## WHAT THE TASK REQUIRES:
Extract every line of the listing below and reproduce each one verbatim, without alteration.

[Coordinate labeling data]
● ● ● ●
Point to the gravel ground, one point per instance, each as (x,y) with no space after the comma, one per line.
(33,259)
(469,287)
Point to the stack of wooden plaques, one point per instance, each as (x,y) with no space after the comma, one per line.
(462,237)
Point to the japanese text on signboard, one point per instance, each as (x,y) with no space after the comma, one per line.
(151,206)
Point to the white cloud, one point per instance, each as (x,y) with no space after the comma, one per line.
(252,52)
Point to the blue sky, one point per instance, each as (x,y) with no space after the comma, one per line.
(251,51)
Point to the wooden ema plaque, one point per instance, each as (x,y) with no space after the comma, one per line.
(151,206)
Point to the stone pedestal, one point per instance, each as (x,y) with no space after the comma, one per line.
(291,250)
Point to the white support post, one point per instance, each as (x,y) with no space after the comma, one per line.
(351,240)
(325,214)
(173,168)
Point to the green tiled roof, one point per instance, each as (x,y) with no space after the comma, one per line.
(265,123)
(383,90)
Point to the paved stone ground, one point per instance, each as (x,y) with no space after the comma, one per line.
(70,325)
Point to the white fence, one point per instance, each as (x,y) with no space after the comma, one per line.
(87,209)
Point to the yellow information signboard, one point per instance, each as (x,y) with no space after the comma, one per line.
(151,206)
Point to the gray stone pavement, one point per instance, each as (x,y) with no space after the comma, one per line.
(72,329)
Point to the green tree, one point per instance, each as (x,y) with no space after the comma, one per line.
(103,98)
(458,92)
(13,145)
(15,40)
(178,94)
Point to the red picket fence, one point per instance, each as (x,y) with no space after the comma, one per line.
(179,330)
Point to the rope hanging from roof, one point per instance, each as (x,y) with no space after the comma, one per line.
● ● ● ●
## REPLY TO THE TASK:
Point to the gravel ground, one point per instance, each as (x,y) with no space after the comma, one per line.
(33,259)
(469,287)
Point to the stack of wooden plaques, one point per instance, each as (x,y) with no space after the comma, one per line.
(462,237)
Point to the japanese text on signboard, one point per instance, each as (x,y) with no space after the comma, one per line.
(151,206)
Point to the white cloud, one point per instance, each as (x,y) with no space after the comma, one per line.
(252,52)
Point to the blue sky, one point per instance, each as (x,y) with no space after the comma, one per line.
(251,51)
Point to the wooden ema plaque, one point per instance, each as (x,y) with no space after the comma, one per line.
(151,206)
Point to the stone pedestal, one point per instance, each as (x,y) with no space after the comma, one per line.
(291,250)
Point to the white support post, one point per instance, each as (x,y) with no space after the comma, one per line.
(351,240)
(325,214)
(173,168)
Point to the green tiled roof, one point per instance, each as (x,y) with no space after the comma, one per line.
(265,123)
(383,90)
Point to the paved stone ground, one point per instance, each as (x,y) with no space after the comma, one per line.
(70,325)
Point to the white fence, one point per instance, each as (x,y) with no space after the comma, one per line.
(87,209)
Point to the yellow information signboard, one point per instance, each as (x,y) with no space after the comma, one per line.
(151,206)
Point to the gray stone pavement, one point per instance, each as (x,y) with no space after the comma, one per line.
(72,329)
Point to the green tree, one point per instance, each as (x,y) with no space after the comma, one per line.
(103,98)
(458,92)
(13,145)
(15,40)
(178,94)
Point to the red picket fence, one point per instance, each as (x,y) with no space after the comma, one per line.
(179,330)
Point to the rope hanging from roof, one point per instance, each as (x,y) with no space after the comma, one per line.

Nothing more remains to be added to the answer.